■ SET EXERCISE ■
Update the entries below by replacing every "a tab character" with "a single space", leaving all other text unchanged.

--- SUPPLIED MATERIAL ---

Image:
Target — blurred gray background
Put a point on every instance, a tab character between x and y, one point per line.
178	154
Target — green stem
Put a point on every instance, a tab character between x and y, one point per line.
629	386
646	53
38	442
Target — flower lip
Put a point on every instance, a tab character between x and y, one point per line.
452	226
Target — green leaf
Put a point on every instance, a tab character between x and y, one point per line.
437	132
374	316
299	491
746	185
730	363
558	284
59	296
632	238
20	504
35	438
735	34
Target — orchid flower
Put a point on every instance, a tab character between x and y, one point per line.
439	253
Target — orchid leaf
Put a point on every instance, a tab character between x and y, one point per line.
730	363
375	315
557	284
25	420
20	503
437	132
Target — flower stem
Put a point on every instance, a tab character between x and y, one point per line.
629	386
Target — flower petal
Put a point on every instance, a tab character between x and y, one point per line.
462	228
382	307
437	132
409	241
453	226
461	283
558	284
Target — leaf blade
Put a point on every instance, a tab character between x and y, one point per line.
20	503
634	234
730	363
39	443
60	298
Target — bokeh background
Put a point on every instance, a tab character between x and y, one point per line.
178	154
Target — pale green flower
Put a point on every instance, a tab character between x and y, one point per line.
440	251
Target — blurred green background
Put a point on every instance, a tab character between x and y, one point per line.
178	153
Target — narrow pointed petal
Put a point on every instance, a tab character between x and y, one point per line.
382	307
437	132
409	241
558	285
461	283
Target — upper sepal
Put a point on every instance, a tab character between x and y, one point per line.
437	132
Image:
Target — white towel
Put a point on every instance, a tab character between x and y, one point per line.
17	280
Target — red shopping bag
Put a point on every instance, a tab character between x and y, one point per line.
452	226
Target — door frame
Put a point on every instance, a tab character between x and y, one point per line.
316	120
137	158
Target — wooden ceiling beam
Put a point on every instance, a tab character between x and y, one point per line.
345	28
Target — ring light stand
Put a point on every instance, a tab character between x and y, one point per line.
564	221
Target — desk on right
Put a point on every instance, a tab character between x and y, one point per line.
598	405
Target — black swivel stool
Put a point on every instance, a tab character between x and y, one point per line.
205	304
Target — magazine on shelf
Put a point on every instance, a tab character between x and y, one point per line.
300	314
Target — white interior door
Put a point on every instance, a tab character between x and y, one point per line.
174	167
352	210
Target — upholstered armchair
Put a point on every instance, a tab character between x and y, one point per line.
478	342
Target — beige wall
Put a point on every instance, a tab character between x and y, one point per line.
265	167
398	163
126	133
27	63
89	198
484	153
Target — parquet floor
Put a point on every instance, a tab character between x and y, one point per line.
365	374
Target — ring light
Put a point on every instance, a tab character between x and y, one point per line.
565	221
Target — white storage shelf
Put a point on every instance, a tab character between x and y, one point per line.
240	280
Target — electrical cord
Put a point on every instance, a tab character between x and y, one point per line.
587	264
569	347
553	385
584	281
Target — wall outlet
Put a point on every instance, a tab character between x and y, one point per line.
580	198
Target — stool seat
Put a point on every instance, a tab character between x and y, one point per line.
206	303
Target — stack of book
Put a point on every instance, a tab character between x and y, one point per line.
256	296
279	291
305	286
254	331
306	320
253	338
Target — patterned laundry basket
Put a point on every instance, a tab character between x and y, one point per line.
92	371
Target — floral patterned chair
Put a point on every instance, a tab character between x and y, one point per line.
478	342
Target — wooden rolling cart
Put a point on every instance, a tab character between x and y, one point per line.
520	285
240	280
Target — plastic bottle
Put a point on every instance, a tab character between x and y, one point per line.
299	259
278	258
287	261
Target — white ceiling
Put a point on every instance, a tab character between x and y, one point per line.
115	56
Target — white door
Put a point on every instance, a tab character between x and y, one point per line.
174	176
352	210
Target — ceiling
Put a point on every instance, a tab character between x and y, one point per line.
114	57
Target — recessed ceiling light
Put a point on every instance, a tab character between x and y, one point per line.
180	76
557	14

---

■ THE SOLUTION ■
Image:
Target — blurred gray background
Put a point on every instance, a single space between x and y, one point per line.
178	154
Target — green stem
Put a point on every instance, a single space between x and y, one point per line.
629	386
646	53
38	442
Target — flower lip
Put a point on every instance, a single space between x and y, one point per line.
452	226
Target — green leaf
Put a point on every instance, a single space between x and y, one point per line.
437	132
374	316
299	491
746	185
730	363
558	284
59	296
632	238
20	504
35	438
735	34
Target — orchid flower
Put a point on every instance, a single space between x and y, one point per line.
439	253
Target — orchid leaf
Put a point on every instance, a single space between x and y, one point per line.
730	363
375	315
557	284
25	420
20	503
437	132
Target — flower stem
Put a point on every instance, a single space between x and y, one point per line.
629	386
Target — flower petal
Put a point on every instance, a single space between x and y, one point per line.
462	228
382	307
437	132
409	241
453	226
461	283
558	284
Target — leaf blade
Put a point on every instance, a single space between x and y, one point per line.
20	503
634	234
730	363
39	443
60	298
Target — bokeh background
Put a point on every instance, a single space between x and y, one point per line.
178	154
Target — pale green flower
Put a point on every instance, a single space between x and y, one point per line.
440	251
Target — blurred green background
Put a point on every instance, a single space between x and y, one point per line.
178	153
Target — narrow pointed petal
Put a point on every instance, a single space between x and y, one point per line.
382	307
437	132
409	241
558	285
461	283
Target — upper sepal
Put a point on every instance, a single space between x and y, one point per line.
437	132
Image:
Target — white towel
Put a point on every instance, a single space between x and y, one point per line.
17	280
Target — red shopping bag
Put a point on every instance, a single space between x and y, one point per line.
452	226
Target — door frame
Put a point on every instance, a single space between x and y, one point per line.
316	120
137	158
Target — wooden ceiling beam
Put a point on every instance, a single space between x and y, one point per line.
345	28
Target — ring light stand
Put a point on every instance, a single space between x and y, one point per line.
564	221
Target — desk on right
Put a point on every instance, a single space between x and y, one point per line.
598	405
Target — black swivel stool
Put a point on every instance, a single space between x and y, one point per line.
205	304
Target — magazine on shelf
Put a point on every instance, a single space between x and y, one point per line.
300	314
Target — white interior door
Put a point on every instance, a single space between x and y, one point per line.
174	167
352	210
Target — upholstered armchair
Put a point on every instance, a single space between x and y, one point per line.
478	342
Target — beige wall
Put a point on every instance, a single space between x and y, one point per line.
265	167
398	163
126	133
27	63
89	198
484	153
Target — parquet floor
Put a point on every instance, a single space between x and y, one point per line.
365	374
Target — ring light
Put a point on every instance, a single space between x and y, one point per line.
565	221
Target — white storage shelf
Put a point on every instance, a single space between x and y, one point per line.
240	280
Target — electrical cord
Put a point on every instance, a single space between x and y, one point per line.
587	264
569	347
553	385
584	281
Target — wall outlet
Put a point on every instance, a single space between x and y, one point per line.
580	198
Target — stool seat
Put a point on every instance, a single space between x and y, one point per line.
206	303
Target — stack of book
Put a point on every instance, a single space between x and y, one point per line.
256	296
279	291
305	286
254	331
306	320
253	338
Target — patterned laundry basket
Put a point on every instance, a single space between x and y, one point per line.
92	371
Target — floral patterned chair
Put a point on every instance, a single space between x and y, one point per line.
478	342
Target — wooden rolling cart
Put a point on every instance, a single space between x and y, one point per line.
520	285
240	280
Target — plastic bottle
Put a point on every instance, a single space between x and y, one point per line.
299	259
278	258
287	261
Target — white ceiling
Put a point on every instance, a single space between x and y, one point per line.
115	56
Target — white door
Put a point on every instance, a single space between x and y, one point per line.
174	176
352	210
Target — ceiling
Put a point on every instance, a single space between x and y, one point per line.
114	57
Target — recessed ceiling light
Put a point on every instance, a single space between x and y, one point per line.
180	76
557	14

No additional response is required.